Saved entries:
+ + + +

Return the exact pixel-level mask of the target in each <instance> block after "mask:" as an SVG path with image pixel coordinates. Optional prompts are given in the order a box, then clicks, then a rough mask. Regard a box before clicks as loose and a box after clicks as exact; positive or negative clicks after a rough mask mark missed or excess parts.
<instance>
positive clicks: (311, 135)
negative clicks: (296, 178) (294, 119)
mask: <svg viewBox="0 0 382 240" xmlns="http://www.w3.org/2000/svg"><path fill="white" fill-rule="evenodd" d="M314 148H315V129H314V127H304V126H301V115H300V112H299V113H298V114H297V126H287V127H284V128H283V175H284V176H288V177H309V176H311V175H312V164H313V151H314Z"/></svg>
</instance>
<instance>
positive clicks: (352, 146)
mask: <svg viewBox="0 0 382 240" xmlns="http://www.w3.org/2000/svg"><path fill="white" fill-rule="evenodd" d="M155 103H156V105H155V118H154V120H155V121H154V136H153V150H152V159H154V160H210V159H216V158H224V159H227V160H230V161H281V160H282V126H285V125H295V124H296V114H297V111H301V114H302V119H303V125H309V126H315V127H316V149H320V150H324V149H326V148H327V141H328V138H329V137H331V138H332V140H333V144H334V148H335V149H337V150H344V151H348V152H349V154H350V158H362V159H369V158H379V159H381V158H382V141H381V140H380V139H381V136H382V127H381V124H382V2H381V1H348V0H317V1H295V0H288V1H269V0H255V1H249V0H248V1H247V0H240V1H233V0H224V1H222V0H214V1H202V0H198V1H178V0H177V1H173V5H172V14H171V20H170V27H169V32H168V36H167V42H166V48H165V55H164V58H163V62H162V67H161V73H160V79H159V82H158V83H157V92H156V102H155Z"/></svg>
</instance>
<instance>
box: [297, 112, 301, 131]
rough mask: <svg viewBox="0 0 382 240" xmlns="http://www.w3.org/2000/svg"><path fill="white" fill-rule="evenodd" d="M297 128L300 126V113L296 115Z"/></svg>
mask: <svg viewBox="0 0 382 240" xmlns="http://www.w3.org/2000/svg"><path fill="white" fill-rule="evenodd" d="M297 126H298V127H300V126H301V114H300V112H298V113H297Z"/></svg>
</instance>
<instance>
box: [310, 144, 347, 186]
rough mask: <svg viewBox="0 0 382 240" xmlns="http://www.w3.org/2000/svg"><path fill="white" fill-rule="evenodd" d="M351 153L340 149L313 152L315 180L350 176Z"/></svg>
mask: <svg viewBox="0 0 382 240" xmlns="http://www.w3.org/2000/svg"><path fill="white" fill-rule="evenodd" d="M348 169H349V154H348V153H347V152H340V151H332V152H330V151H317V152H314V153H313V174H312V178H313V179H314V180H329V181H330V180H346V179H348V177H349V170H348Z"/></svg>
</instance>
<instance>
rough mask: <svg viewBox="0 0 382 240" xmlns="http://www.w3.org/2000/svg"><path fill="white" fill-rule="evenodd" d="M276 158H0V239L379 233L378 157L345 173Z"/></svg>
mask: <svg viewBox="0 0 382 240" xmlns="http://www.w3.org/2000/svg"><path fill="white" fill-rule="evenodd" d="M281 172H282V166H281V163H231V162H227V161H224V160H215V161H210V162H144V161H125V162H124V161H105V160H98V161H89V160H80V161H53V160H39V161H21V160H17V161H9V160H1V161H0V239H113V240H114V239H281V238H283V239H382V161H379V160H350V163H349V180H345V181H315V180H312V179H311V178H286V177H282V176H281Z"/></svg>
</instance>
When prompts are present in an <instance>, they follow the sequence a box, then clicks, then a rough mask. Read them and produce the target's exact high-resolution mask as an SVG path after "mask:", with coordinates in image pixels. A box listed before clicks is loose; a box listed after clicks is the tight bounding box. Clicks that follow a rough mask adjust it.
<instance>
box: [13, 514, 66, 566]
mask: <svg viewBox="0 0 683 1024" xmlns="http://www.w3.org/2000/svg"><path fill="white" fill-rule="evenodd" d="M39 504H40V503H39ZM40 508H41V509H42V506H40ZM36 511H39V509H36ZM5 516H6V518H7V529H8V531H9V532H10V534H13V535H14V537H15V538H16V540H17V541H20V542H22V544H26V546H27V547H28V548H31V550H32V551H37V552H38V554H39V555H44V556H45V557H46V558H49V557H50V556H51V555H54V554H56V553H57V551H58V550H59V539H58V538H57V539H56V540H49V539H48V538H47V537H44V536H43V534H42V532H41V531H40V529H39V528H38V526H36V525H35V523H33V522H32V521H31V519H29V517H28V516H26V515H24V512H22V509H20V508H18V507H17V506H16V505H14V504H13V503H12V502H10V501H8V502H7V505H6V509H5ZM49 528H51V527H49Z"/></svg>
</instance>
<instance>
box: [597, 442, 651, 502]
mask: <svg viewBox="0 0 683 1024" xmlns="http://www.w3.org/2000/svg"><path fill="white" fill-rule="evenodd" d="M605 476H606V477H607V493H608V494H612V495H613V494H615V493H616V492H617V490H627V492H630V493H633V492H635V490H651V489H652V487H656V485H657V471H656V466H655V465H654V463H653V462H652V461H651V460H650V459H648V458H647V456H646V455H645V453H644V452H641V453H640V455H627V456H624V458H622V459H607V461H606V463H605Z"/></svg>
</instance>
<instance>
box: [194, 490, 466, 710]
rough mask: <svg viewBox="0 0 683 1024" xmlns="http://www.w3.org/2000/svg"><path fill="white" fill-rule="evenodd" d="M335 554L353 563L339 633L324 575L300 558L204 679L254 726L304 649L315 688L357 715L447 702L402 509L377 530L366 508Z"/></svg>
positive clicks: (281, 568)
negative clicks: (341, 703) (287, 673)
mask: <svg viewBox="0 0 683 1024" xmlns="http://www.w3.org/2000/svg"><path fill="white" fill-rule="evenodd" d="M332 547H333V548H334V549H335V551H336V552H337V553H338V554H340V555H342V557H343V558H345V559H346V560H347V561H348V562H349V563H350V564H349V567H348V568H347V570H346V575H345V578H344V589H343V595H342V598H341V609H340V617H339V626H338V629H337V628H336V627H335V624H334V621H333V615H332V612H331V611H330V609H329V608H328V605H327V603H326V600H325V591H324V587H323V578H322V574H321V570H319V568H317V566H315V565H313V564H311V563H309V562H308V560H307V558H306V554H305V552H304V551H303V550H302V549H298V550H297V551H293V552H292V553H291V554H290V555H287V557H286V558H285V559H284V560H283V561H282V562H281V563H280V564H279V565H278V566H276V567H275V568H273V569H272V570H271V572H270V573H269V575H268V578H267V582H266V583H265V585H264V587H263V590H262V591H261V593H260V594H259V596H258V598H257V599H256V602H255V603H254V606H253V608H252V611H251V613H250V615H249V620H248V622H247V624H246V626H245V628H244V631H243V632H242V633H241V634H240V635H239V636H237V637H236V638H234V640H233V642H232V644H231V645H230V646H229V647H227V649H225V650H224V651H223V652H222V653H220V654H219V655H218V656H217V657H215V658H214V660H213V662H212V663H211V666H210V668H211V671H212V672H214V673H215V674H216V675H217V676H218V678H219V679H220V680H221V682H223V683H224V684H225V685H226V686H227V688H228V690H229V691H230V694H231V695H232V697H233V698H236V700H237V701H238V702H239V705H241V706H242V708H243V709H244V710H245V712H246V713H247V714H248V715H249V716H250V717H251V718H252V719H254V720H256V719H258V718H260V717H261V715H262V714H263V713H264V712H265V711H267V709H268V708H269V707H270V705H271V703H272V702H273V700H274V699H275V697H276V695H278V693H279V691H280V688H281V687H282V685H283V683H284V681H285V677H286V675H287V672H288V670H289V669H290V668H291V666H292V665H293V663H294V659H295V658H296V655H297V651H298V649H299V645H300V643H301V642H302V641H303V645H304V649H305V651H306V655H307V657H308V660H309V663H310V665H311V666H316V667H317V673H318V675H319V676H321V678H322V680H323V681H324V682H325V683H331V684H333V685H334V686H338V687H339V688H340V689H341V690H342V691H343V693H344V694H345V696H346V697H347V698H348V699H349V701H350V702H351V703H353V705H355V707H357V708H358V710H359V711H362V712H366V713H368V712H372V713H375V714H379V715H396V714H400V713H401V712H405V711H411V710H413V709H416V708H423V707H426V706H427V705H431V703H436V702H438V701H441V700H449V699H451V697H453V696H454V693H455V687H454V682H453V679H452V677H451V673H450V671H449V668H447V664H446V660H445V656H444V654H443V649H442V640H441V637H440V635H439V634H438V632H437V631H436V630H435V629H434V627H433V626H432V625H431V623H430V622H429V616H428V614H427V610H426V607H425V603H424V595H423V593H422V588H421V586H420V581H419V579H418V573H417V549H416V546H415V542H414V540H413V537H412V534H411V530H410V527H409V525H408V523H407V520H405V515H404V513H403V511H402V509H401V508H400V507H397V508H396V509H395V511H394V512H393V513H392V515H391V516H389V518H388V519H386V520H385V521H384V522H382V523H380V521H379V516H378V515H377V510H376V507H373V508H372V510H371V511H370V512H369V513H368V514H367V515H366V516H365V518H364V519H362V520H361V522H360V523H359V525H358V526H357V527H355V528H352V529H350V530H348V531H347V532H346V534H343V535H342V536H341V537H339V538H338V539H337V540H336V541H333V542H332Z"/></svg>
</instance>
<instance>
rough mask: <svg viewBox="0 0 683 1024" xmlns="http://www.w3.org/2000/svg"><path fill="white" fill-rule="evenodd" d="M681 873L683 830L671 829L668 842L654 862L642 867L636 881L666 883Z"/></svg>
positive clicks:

+ + + +

» Task description
Pick out and copy every line above that contains the string "after". Case counts.

» Solution to this task
Return the exact pixel-level mask of the target in each <instance> block after "mask:" as an SVG path with image pixel coordinates. Optional prompts are given in the order a box, then clicks, then a rough mask. Regard a box before clicks as loose and a box after clicks as exact; positive or negative clicks after a rough mask mark missed or excess parts.
When prompts are present in an <instance>, they follow the sequence a box, then clicks, then a rough mask. Read them and produce the target's exact high-resolution mask as an SVG path after "mask:", with coordinates in image pixels. A box listed before clicks is loose; a box listed after clicks is the tight bounding box. Clicks that follow a rough mask adjust it.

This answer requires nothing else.